PROBLEM:
Return every line below that contains the word "wake", copying each one in full.

- - - - - - -

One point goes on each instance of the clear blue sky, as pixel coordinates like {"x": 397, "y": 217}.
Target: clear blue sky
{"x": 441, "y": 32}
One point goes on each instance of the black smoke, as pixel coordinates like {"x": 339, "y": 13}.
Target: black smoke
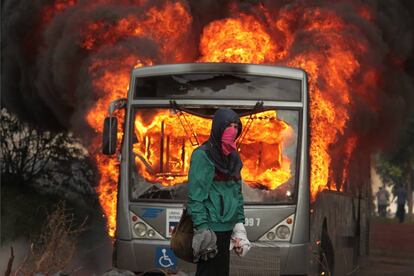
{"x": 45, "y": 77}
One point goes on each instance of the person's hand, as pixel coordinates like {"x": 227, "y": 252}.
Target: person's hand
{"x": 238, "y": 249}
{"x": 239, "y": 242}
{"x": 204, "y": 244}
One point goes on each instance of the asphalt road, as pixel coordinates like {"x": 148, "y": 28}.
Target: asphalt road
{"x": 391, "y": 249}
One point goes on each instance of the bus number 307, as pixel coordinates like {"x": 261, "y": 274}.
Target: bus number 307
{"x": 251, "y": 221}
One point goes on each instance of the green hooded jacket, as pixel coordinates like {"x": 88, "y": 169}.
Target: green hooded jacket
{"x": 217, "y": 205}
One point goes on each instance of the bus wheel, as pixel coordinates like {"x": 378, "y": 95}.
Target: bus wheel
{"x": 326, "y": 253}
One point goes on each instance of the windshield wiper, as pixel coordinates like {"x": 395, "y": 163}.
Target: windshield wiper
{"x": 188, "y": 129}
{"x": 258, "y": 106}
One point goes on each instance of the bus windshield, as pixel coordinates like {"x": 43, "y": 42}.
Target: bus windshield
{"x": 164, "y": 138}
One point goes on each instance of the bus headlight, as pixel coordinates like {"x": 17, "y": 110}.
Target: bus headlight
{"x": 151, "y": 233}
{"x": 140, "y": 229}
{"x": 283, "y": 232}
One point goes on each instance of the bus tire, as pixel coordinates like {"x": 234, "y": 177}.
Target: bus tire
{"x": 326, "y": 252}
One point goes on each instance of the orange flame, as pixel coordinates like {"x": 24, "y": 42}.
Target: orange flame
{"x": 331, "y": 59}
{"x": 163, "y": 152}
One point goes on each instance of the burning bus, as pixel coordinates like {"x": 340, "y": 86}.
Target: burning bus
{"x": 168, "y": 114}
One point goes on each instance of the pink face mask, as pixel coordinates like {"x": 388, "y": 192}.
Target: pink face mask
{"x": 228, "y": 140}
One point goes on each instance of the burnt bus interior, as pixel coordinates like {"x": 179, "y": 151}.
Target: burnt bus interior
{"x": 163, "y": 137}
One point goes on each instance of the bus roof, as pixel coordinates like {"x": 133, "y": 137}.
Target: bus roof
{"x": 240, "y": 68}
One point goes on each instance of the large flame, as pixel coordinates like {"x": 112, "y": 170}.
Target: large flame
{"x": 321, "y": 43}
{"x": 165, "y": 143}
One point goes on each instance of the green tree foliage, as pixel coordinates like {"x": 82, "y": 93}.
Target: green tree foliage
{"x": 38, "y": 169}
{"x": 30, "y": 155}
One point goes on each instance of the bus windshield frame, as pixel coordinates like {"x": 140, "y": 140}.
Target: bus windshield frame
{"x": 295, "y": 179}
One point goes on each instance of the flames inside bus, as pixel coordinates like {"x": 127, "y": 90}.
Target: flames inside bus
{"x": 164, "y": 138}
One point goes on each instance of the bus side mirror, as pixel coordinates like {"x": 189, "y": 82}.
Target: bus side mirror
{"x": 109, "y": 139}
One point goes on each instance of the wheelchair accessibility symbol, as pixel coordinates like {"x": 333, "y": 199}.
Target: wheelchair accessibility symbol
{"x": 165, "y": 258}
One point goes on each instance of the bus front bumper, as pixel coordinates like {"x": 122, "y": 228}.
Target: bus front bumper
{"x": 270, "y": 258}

- - - - - - -

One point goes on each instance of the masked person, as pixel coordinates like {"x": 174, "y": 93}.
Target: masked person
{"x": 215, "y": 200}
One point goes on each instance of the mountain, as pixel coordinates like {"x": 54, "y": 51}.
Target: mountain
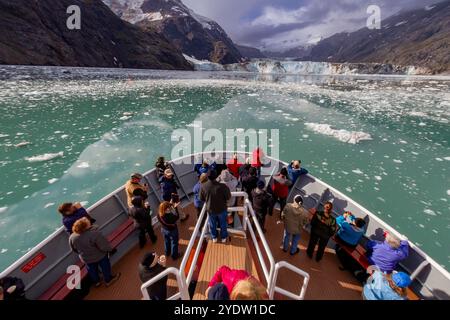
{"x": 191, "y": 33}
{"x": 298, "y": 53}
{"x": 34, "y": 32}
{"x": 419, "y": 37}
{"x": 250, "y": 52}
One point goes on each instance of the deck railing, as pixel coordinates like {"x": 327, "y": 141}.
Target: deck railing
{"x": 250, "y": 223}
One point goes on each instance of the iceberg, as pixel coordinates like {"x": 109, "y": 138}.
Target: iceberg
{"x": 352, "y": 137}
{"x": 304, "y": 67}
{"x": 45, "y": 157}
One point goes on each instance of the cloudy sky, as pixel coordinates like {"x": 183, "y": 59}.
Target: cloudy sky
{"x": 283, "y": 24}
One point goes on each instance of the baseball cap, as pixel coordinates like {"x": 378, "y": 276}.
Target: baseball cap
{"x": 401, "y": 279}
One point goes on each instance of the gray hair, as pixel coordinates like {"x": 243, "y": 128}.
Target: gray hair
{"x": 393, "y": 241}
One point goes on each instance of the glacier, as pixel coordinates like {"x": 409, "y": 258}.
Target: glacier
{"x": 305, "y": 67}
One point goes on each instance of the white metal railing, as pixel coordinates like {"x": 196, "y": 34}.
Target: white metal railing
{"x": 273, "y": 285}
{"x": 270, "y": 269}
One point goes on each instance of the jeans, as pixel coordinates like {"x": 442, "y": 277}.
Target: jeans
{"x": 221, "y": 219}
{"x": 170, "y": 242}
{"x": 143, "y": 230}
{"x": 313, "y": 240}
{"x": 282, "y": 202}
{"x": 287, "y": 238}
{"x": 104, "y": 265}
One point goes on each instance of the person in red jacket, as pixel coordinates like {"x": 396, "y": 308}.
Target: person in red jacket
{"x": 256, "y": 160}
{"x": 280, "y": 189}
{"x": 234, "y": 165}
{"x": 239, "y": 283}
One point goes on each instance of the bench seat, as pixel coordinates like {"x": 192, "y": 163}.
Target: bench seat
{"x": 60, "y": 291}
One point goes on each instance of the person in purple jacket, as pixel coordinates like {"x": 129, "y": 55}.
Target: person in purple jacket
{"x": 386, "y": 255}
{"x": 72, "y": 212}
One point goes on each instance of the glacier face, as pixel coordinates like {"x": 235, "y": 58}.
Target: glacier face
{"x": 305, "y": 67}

- - - - - - -

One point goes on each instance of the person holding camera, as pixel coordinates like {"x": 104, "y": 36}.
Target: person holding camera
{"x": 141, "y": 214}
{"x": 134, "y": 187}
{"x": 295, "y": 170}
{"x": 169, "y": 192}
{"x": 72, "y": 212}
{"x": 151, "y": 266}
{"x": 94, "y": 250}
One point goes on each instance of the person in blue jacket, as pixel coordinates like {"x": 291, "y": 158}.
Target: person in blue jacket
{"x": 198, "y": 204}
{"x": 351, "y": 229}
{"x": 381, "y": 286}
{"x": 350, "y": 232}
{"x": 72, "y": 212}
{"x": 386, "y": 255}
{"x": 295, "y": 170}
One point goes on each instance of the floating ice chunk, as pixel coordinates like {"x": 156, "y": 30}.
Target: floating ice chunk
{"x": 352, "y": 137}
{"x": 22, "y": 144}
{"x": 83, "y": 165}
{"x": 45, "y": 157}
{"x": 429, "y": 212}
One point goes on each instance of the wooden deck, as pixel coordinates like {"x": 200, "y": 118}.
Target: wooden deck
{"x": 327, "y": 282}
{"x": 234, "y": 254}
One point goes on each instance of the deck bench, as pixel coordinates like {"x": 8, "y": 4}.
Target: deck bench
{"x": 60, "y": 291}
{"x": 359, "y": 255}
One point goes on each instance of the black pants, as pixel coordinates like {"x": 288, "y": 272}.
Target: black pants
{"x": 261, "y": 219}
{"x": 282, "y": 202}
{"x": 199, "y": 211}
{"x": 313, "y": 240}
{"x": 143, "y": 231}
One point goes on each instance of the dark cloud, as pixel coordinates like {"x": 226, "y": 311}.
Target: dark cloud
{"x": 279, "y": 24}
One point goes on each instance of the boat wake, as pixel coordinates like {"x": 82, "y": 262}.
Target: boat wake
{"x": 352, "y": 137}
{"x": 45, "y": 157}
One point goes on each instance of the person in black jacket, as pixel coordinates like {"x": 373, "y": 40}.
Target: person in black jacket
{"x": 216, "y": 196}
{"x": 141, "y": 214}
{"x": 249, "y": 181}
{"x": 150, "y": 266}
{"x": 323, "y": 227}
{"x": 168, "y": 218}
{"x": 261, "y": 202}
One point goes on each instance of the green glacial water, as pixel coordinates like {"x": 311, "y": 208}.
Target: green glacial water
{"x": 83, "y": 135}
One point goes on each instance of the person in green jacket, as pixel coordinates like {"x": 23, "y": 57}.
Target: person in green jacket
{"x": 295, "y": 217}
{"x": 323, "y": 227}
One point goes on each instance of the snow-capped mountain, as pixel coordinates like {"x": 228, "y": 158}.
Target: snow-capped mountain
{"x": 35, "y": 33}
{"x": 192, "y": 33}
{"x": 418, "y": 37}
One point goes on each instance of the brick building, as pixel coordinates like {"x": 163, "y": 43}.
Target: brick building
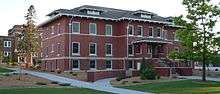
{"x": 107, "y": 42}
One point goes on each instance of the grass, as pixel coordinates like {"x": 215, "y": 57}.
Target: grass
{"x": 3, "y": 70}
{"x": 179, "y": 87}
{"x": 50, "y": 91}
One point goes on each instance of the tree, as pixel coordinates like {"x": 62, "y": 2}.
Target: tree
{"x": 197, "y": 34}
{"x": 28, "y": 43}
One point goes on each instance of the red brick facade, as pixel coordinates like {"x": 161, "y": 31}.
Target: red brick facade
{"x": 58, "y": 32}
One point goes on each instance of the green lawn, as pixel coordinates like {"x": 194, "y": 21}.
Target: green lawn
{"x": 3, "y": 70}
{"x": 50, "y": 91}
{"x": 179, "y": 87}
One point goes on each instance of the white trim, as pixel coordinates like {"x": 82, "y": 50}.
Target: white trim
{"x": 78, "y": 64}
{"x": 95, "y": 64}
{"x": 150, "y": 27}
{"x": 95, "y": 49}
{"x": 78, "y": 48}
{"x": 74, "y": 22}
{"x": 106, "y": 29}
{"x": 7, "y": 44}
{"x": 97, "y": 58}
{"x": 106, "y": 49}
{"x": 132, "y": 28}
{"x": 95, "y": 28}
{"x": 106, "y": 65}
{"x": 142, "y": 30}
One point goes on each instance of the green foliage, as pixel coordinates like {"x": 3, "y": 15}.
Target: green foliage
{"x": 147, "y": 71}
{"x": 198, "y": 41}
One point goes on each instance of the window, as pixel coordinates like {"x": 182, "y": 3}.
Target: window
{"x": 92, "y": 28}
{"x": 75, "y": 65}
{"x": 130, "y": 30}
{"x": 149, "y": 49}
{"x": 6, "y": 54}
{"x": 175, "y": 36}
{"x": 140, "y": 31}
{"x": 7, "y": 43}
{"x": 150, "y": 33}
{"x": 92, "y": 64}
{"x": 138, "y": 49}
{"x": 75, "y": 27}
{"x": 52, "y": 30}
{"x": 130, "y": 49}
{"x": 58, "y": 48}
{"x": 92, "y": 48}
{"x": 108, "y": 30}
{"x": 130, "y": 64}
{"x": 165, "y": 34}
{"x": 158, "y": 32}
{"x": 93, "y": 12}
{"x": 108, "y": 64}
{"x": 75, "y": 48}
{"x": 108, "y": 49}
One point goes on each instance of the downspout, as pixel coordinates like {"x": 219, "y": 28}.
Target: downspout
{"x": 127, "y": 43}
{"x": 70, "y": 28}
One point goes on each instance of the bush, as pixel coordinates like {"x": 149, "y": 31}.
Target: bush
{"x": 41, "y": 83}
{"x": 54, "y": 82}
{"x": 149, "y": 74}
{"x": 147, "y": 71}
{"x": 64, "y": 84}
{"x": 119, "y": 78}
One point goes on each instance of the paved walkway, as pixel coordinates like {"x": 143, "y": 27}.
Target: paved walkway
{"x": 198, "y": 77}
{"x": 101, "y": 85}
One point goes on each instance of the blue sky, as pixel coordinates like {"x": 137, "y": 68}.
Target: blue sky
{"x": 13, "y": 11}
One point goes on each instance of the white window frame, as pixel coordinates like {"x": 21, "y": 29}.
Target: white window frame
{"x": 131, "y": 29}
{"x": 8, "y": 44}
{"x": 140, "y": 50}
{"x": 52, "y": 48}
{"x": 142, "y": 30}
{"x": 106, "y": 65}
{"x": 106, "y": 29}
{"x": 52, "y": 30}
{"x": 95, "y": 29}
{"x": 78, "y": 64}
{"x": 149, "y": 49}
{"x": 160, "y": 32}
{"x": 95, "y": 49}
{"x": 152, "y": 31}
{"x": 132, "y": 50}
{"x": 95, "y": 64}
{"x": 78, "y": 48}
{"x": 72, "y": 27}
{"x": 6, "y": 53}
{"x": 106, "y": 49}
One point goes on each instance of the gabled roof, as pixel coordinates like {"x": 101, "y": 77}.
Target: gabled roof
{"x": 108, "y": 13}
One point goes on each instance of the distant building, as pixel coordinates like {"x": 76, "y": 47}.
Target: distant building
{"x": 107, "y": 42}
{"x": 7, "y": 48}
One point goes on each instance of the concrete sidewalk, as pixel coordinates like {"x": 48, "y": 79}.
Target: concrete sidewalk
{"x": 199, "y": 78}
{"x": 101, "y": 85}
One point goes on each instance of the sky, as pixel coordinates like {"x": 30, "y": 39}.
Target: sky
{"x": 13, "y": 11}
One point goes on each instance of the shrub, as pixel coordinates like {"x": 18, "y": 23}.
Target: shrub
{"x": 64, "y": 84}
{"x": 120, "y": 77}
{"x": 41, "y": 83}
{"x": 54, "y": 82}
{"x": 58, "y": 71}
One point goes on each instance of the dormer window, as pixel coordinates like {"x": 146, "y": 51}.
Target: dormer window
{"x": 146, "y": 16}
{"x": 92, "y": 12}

- - - - - - -

REPLY TO THE EXERCISE:
One point goes on each instance of the boat wake, as pixel coordinates like {"x": 82, "y": 262}.
Target: boat wake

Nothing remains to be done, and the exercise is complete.